◆ Short task ◆
In two sentences, how would you summarize the profile of Hakim Shahjahan that follows?

◆ Text extract ◆
......

- Occupation: Actor
- Years active: 2013–present
- Spouse: Sana Althaf ​(m. 2024)​

= Hakim Shahjahan =

Indian actor

Hakim Shahjahan is an Indian actor who works predominantly in Malayalam films.

==Career==
Hakim Shahjahan worked as an assistant director before making his debut as an actor through ABCD: American-Born Confused Desi (2013). He played one of the lead roles in Oru Sopetty Katha (2013) co-starring Shafique Rahman and played supporting roles in many films such as the Tamil film Kadaseela Biriyani (2021) and Archana 31 Not Out (2022). He went on to act in films like Pranaya Vilasam (2023), Bazooka (2025) and Mirage (2025).

He played one of the lead roles in Meesha (2025) with a critic noting that "Hakim portrays Anandhu convincingly, capturing the character's emotional highs and lows with precision".

......

◆ Information provided ◆
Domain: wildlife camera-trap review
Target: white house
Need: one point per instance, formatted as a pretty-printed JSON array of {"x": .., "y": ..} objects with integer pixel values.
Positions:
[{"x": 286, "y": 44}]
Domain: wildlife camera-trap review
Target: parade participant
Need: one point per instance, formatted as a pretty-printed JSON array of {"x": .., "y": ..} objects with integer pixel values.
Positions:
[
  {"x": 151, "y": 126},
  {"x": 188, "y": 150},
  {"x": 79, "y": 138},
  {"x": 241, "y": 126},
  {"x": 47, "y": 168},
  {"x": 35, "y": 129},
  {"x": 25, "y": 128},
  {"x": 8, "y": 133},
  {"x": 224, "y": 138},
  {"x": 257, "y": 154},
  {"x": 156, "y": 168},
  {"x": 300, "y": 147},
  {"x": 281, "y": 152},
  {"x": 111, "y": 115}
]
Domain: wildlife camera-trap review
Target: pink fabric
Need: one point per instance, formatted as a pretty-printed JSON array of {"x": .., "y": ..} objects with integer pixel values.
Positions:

......

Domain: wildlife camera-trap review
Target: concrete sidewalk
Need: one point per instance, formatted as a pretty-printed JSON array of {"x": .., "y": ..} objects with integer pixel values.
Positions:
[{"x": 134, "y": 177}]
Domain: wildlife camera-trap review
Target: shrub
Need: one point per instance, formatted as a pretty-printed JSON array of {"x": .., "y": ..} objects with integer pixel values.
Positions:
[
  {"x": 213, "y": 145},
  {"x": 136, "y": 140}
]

......

◆ Output below ◆
Hakim Shahjahan is an Indian actor who works mainly in Malayalam films and who was an assistant director before his acting debut in ABCD: American-Born Confused Desi (2013). He has played lead roles in Oru Sopetty Katha (2013) and Meesha (2025), as well as supporting roles in films such as Kadaseela Biriyani (2021) and Archana 31 Not Out (2022).